**Task statement**: Write out every entry precisely as given, leaving the pictures out.

Data items
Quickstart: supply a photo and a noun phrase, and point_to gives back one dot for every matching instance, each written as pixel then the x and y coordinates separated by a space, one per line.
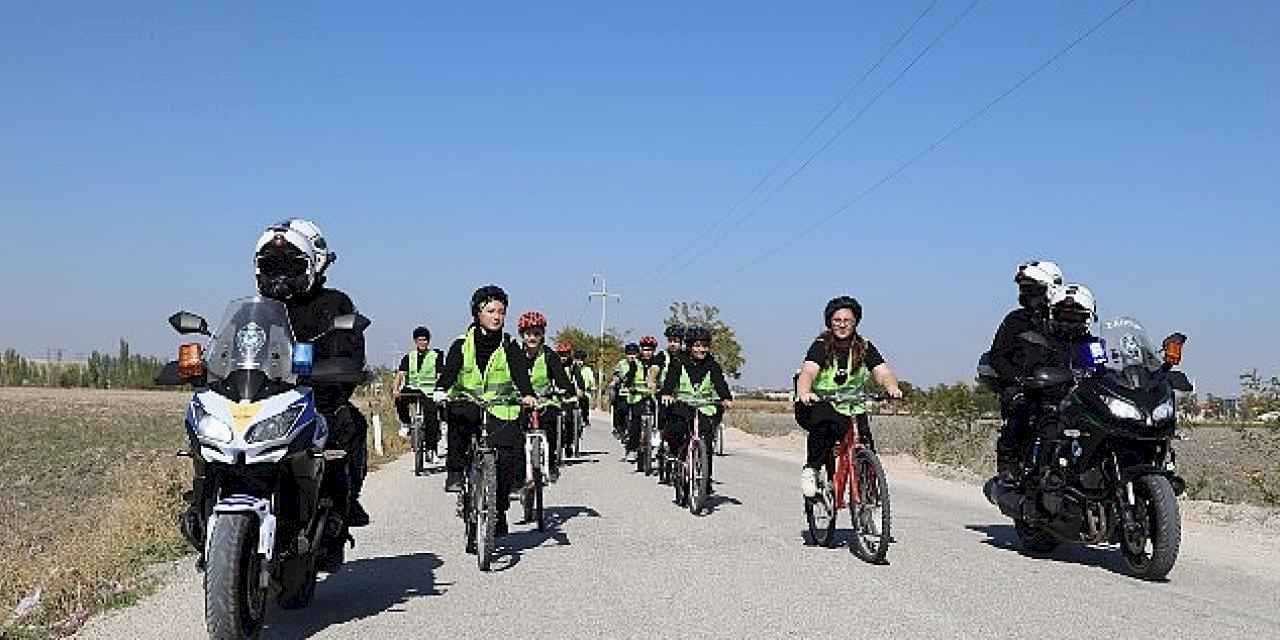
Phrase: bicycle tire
pixel 871 511
pixel 698 480
pixel 419 449
pixel 487 511
pixel 821 513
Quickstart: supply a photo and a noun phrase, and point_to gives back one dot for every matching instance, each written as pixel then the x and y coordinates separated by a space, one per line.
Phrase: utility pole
pixel 603 293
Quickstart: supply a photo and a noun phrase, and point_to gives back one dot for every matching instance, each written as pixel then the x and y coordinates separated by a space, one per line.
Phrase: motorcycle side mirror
pixel 1173 347
pixel 1179 382
pixel 351 323
pixel 187 323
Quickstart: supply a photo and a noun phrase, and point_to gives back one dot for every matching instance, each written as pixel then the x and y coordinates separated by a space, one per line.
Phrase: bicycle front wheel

**Response**:
Quickstart: supply a photo and a noun phrase, and point_to gives back one dot for every matching instance, each written as pixel then the x and y coordinates separated by a space, one per line.
Phrase: bicycle tire
pixel 871 511
pixel 698 480
pixel 419 449
pixel 487 511
pixel 821 513
Quickstart: supply a photo and a noun phrase, and point_to gives back one dot for every matching instance, each written as pixel then the x and y coordinates separated by a space, one per line.
Phrase: utility pole
pixel 603 293
Quickstart: supply a photo and a noun phrase, and point_to gives back one dot for every matching instance, each written as pixel then the x and y coordinates separated by a space, one per line.
Phrase: motorcycle side mirror
pixel 1173 347
pixel 1179 382
pixel 351 323
pixel 187 323
Quickstart: supply a photo and a noun phrase, and point_to gives back one dot for every matching instance, each written as pixel then the x and y coordinates separated by a space, one per line.
Phrase: bicycle front wheel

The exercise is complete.